From the material below, quote word for word the lines that start with the one containing "of the door" and run through the one containing "[(337, 77)]", with both of those lines included.

Dataset rows:

◇ ◇ ◇ ◇ ◇

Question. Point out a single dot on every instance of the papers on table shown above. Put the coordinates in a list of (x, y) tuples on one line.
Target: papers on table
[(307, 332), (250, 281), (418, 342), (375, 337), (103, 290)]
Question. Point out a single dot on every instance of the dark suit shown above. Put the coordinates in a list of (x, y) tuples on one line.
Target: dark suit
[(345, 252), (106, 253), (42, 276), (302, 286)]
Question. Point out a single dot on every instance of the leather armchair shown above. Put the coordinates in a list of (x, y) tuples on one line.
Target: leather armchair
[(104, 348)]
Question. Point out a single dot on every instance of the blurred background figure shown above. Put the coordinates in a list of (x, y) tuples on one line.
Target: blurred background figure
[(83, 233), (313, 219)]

◇ ◇ ◇ ◇ ◇

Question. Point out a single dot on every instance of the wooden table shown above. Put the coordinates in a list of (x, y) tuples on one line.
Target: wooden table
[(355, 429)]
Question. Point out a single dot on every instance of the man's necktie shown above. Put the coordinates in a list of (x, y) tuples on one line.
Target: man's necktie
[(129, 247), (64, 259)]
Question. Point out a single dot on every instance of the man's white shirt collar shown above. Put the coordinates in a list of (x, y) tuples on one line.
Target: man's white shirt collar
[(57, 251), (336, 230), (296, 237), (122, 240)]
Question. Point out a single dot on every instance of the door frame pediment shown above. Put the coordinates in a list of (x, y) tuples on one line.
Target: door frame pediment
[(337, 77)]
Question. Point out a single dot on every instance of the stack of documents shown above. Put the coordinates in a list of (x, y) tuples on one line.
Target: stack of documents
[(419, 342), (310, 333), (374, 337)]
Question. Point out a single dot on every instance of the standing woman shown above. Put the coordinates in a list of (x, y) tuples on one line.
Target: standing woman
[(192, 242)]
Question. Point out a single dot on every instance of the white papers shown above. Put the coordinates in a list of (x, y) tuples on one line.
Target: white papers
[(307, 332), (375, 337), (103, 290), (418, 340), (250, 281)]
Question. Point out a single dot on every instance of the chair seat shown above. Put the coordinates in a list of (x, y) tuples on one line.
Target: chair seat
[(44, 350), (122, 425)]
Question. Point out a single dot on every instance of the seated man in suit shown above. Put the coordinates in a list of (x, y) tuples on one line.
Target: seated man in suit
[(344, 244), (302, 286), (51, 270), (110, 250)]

◇ ◇ ◇ ◇ ◇

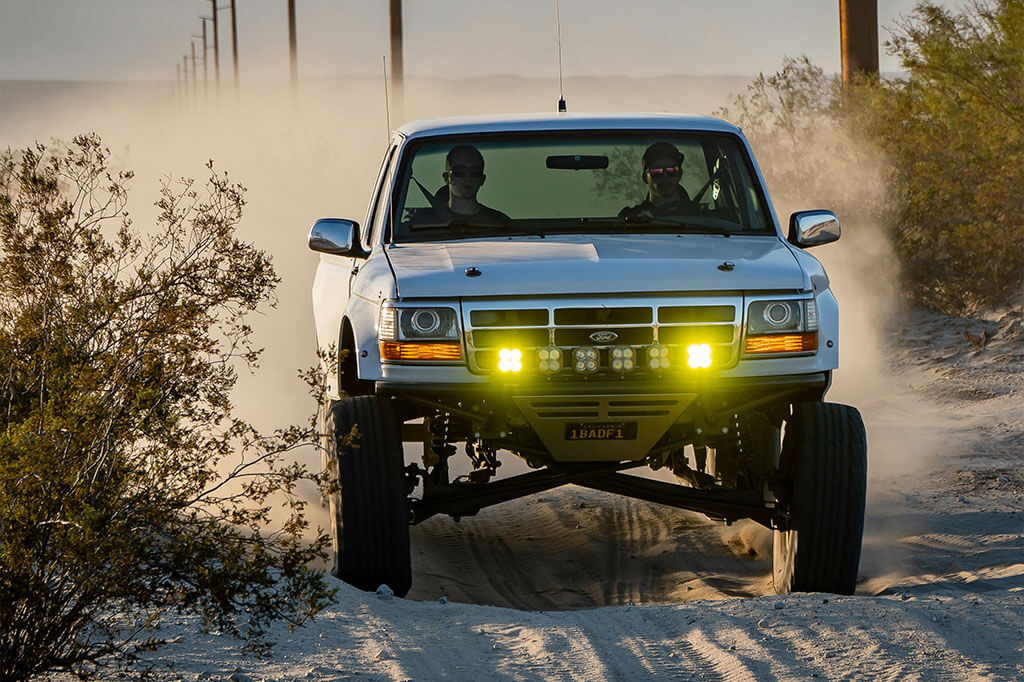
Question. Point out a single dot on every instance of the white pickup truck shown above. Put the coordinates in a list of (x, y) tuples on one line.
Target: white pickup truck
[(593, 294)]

◇ ◇ ◇ ◇ ◇

Solution for this task:
Question. Point out a single dot on every instance of the door frame pediment shown above. Put the coordinates in a list of (x, y) tuples on one line.
Target: door frame pediment
[(337, 77)]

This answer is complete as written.